Action item:
Return only the stretch of the material below that begins with the line containing "Where can you spot the green lavender" and ends with the line containing "Where can you spot the flowing", exactly; both of those lines belong to it.

Listed entries:

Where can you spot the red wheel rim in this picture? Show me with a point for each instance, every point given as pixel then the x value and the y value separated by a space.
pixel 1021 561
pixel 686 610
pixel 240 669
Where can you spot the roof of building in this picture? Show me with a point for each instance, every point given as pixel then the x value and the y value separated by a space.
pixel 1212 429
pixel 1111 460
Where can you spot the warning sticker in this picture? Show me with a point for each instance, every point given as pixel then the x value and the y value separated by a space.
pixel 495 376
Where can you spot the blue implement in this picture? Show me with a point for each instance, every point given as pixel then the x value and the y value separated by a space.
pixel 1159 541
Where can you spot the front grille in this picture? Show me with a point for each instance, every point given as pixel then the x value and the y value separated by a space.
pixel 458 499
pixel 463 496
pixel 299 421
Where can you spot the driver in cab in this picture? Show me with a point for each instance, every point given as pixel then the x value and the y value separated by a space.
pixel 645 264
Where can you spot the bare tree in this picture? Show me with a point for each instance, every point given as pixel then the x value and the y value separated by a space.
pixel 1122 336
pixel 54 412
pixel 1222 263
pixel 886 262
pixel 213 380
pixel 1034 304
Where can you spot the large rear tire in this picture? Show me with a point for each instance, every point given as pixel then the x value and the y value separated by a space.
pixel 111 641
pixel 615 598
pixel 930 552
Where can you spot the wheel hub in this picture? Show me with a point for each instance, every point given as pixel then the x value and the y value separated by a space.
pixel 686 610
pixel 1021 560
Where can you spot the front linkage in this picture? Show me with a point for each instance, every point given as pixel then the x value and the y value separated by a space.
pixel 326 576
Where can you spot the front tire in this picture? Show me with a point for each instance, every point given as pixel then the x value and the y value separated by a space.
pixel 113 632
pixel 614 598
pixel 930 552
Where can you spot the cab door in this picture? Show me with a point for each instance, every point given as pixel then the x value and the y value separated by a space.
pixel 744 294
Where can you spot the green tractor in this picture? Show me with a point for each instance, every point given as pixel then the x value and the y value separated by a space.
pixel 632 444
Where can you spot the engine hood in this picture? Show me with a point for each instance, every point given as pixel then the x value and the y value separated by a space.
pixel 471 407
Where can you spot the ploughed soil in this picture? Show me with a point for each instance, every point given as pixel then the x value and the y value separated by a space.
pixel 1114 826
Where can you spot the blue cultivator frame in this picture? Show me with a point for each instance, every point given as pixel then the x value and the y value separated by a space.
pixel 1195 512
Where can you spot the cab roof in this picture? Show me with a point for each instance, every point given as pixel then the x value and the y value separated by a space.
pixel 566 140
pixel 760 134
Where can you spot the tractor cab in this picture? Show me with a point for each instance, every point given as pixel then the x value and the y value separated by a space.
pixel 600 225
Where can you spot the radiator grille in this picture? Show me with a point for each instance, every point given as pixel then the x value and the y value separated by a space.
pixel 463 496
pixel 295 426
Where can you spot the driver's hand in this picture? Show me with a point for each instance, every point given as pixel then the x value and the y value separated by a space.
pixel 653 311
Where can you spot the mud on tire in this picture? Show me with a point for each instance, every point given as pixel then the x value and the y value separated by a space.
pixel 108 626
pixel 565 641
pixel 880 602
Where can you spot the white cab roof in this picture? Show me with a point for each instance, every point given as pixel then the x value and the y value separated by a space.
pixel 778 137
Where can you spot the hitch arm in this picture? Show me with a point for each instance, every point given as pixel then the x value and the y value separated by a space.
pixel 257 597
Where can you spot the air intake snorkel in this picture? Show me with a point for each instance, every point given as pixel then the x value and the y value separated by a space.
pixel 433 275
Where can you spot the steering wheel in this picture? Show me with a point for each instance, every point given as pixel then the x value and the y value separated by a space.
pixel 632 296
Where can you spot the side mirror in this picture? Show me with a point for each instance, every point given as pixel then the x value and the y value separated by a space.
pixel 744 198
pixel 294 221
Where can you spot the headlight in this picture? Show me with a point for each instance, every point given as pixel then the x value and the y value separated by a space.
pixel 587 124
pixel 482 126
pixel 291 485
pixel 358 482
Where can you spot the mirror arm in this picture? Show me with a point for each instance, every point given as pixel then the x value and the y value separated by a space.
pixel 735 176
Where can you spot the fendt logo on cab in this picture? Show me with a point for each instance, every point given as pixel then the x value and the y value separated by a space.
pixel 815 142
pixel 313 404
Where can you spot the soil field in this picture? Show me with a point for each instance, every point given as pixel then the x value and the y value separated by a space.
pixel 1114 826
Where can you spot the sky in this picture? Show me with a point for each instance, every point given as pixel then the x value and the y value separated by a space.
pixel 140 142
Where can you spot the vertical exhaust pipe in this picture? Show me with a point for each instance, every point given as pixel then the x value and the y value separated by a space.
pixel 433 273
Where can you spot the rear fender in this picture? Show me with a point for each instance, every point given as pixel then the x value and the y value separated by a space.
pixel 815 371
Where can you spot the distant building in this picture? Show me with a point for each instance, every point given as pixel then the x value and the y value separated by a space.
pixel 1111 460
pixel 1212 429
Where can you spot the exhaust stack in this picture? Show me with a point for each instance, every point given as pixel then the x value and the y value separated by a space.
==
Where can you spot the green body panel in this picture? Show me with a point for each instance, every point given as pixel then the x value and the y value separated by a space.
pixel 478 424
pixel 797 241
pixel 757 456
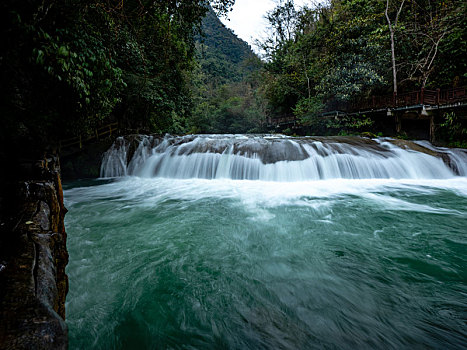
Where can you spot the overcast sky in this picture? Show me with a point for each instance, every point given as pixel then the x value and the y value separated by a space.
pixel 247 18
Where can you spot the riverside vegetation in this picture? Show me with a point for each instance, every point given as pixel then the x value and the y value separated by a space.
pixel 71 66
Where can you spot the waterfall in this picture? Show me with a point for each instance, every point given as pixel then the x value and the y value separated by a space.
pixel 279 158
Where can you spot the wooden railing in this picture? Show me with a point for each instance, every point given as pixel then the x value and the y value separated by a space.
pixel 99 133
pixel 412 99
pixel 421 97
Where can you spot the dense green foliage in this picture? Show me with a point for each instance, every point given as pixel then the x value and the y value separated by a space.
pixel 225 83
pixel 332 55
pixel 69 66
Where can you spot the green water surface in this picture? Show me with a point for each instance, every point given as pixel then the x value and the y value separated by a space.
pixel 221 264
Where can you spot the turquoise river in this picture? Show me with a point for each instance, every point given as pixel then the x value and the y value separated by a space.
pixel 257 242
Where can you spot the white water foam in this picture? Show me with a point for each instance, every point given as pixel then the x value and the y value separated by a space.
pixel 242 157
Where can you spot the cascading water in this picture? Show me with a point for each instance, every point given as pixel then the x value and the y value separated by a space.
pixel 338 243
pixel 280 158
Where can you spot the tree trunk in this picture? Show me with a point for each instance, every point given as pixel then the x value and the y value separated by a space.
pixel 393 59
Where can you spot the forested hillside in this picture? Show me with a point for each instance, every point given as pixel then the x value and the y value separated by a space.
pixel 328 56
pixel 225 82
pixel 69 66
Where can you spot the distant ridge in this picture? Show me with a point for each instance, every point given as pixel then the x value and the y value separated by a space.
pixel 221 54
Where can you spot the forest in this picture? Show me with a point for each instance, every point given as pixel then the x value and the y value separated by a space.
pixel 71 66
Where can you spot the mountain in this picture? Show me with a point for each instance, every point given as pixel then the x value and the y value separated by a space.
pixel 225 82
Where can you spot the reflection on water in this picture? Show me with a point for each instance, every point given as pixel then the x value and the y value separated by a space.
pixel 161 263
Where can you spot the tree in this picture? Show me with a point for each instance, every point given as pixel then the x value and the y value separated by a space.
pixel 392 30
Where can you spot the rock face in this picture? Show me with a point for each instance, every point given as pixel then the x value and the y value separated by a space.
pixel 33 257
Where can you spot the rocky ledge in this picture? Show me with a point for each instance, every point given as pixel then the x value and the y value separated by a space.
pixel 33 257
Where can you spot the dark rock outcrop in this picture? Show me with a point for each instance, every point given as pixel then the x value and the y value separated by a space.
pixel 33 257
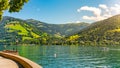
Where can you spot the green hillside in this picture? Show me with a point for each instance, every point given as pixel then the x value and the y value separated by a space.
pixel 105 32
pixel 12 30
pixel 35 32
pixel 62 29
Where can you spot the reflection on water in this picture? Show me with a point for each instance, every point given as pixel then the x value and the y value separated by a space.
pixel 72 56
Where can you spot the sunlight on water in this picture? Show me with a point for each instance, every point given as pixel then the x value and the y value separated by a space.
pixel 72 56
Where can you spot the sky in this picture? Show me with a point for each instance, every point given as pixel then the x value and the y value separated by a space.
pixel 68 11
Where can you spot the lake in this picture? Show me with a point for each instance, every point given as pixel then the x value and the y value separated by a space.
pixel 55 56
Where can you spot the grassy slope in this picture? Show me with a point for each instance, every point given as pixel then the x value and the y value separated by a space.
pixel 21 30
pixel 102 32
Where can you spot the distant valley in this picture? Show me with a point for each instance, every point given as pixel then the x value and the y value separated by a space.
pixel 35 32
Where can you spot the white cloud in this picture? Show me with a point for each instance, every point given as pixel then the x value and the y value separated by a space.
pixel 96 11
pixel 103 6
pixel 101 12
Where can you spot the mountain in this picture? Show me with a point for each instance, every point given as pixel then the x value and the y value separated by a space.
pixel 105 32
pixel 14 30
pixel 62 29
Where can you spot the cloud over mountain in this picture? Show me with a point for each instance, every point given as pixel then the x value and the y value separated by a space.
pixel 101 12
--
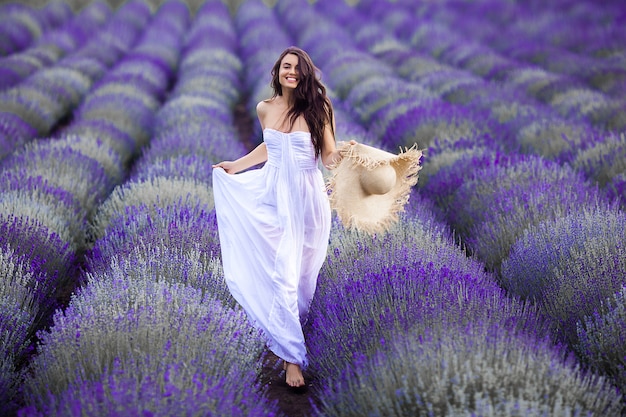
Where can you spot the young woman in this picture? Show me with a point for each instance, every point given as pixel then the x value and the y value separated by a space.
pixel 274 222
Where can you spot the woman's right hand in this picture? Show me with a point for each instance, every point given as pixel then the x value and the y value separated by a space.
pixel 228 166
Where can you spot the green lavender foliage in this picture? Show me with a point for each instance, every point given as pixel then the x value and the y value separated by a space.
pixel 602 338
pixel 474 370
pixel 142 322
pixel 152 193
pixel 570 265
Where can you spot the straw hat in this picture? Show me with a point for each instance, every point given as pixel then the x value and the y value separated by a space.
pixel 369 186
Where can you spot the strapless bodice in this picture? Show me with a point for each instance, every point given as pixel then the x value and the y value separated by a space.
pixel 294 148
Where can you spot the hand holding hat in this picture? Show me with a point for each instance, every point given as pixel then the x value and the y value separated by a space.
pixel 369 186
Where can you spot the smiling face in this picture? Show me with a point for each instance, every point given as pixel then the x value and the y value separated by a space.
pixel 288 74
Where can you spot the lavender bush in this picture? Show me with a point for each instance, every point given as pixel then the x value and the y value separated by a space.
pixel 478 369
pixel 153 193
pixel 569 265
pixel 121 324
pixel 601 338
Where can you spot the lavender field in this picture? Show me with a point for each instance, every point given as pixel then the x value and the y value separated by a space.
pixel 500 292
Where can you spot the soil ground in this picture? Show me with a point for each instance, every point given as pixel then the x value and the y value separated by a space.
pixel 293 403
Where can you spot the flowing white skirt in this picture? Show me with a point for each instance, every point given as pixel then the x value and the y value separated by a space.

Answer to this problem:
Where can you spot the green lavender foliage in this picture? Show me with a point for each instance, every point given as pixel then the x value and the y value separated by a space.
pixel 602 338
pixel 474 370
pixel 142 322
pixel 152 193
pixel 570 265
Where can you spot the straw hat in this picture? Show me with a point for each instance, every point given as pixel then the x value and the y value separated by a space.
pixel 369 186
Where can you spot the strapless bodice in this picture? Show me with a point for each instance, every point given as pixel then the x value and the y value separated by a space.
pixel 294 148
Where can you spot the hand holding hat in this picture? Show me with a point for each instance, every point given as pixel then the x value and the y value separated by a space.
pixel 369 186
Where can you spot the smiling face in this picture? Show me with a point for each instance, every point given as pixel then the x value and the y value separated by a space.
pixel 288 74
Where can you spot the lavender bush in this picture? Show me with a point for each instance, every point given as pixel then the x value and the y value separated by a space.
pixel 478 369
pixel 153 193
pixel 569 265
pixel 121 324
pixel 601 338
Where can you spot the lavender field in this picture? Show me with a point for each instance, every point given as pixel then the x value and the y value separated by a space.
pixel 500 292
Where can you spot the soil ground in this picture? Show me with a point for each instance, every point given as pixel then the x value and the y value separated by a space.
pixel 293 403
Where can you spot the flowing white skirt in this picture? Show me with a point for each instance, every point given as pixel then the x value and the y value separated by a space.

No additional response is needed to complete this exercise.